Requirements —
Write out every item below verbatim, reproducing each line without any change.

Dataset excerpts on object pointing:
┌──
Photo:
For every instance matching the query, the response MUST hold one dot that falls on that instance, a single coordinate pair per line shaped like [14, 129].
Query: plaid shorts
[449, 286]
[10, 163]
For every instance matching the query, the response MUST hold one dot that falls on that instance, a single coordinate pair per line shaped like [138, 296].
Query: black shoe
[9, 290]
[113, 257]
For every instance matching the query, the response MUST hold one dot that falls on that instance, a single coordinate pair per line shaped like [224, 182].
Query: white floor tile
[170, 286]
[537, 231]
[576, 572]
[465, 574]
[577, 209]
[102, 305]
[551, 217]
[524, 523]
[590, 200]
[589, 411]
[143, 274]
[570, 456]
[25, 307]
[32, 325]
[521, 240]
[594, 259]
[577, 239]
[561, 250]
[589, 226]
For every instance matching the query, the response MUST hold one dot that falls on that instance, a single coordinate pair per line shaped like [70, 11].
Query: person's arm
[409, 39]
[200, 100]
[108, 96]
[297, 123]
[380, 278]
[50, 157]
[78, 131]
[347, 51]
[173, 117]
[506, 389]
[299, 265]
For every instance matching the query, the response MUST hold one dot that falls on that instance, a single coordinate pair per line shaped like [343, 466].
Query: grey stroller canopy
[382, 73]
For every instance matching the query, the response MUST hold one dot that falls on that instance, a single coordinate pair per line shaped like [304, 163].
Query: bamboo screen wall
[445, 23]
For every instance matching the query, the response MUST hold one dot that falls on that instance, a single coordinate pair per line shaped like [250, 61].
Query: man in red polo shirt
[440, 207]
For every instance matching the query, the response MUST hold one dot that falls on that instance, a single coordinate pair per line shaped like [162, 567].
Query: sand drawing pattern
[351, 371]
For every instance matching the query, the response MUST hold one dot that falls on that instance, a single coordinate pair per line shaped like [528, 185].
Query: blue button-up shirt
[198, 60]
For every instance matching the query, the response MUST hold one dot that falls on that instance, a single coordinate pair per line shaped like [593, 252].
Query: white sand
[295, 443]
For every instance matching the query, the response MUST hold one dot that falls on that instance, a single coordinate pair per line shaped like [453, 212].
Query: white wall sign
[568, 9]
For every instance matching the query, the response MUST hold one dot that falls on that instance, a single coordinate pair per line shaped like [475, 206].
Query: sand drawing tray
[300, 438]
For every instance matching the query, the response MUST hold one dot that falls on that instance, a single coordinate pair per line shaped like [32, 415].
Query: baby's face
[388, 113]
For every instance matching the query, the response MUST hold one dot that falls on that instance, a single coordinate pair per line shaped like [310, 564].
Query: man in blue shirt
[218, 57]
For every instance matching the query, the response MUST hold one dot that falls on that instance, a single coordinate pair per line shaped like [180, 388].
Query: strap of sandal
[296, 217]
└──
Correct output —
Photo:
For every instance matching the query, the response MUST hold one dot that falls on that instance, a single coordinate pair per line shaped like [14, 129].
Query: plaid shorts
[449, 286]
[10, 163]
For every instance matching the query, the response MUST hold one dot that falls on that instance, a single coordinate pair per line shaped like [138, 296].
Query: black shoe
[9, 290]
[113, 257]
For every instance matching the query, the response MUST hold one dot that falls on that instance, a single coordinate pair per line shaped like [224, 182].
Query: white floor tile
[170, 286]
[537, 231]
[576, 572]
[465, 574]
[577, 209]
[102, 305]
[551, 217]
[524, 523]
[590, 200]
[589, 411]
[143, 274]
[570, 456]
[25, 307]
[32, 325]
[521, 240]
[594, 259]
[577, 239]
[561, 250]
[589, 226]
For every instance matching the query, the response MUST hold one dot that falls on that instance, a single coordinate pair per line shaped like [70, 11].
Query: person's arm
[409, 39]
[200, 100]
[108, 96]
[297, 123]
[380, 278]
[50, 157]
[78, 131]
[347, 51]
[173, 117]
[506, 389]
[299, 265]
For every instance matching the query, the response MUST hold one dot that falls on that instance, a single coordinate pair per line shaped like [343, 466].
Query: grey stroller canopy
[382, 73]
For every instance matching the query, the response MUST hold one dot that falls on that instance, a single coordinate pair per line shaped like [304, 163].
Query: bamboo screen wall
[445, 23]
For every instance matching the query, the response MUST hold one dot that falls on that instance, a single coordinate pair per line shaped like [250, 61].
Query: man in red polo shirt
[440, 207]
For every instance matching the query, the response MUST hold one dot that falls on that instance, a single coordinate pair per line shaped like [162, 567].
Query: sand drawing pattern
[351, 371]
For every instance matching the query, the response MUST hold one dot that falls on that instance, a single coordinate pair per line shaped like [528, 185].
Query: blue button-up shirt
[198, 60]
For every instance matching the query, the response MUST hold one dot that falls on that instance, a single coordinate pair per line shaped like [593, 252].
Query: white sand
[295, 443]
For every instance matching the query, the response MUST hold one dot that falls on that instance, a single coordinate pair per line shaped like [453, 212].
Query: white wall sign
[568, 9]
For every instance matching the query, the response MUST hold one dot that falls on that instance, a single coordinate pair per line shaped like [475, 206].
Query: sand drawing tray
[300, 438]
For every instance matching the query, the response MUST hold one dot that falls on that instance, a single coordinate pair per line shaped like [32, 415].
Query: baby's face
[388, 113]
For every instance matching the query, the response MUST hold one dot that falls on that instance, a single coordinate pair per line shaped like [310, 564].
Query: man in blue shirt
[218, 57]
For every instance matching the query, the response MUST hold one dot that falls on that instance, a single coordinate pair per line shaped like [180, 388].
Query: strap of sandal
[296, 217]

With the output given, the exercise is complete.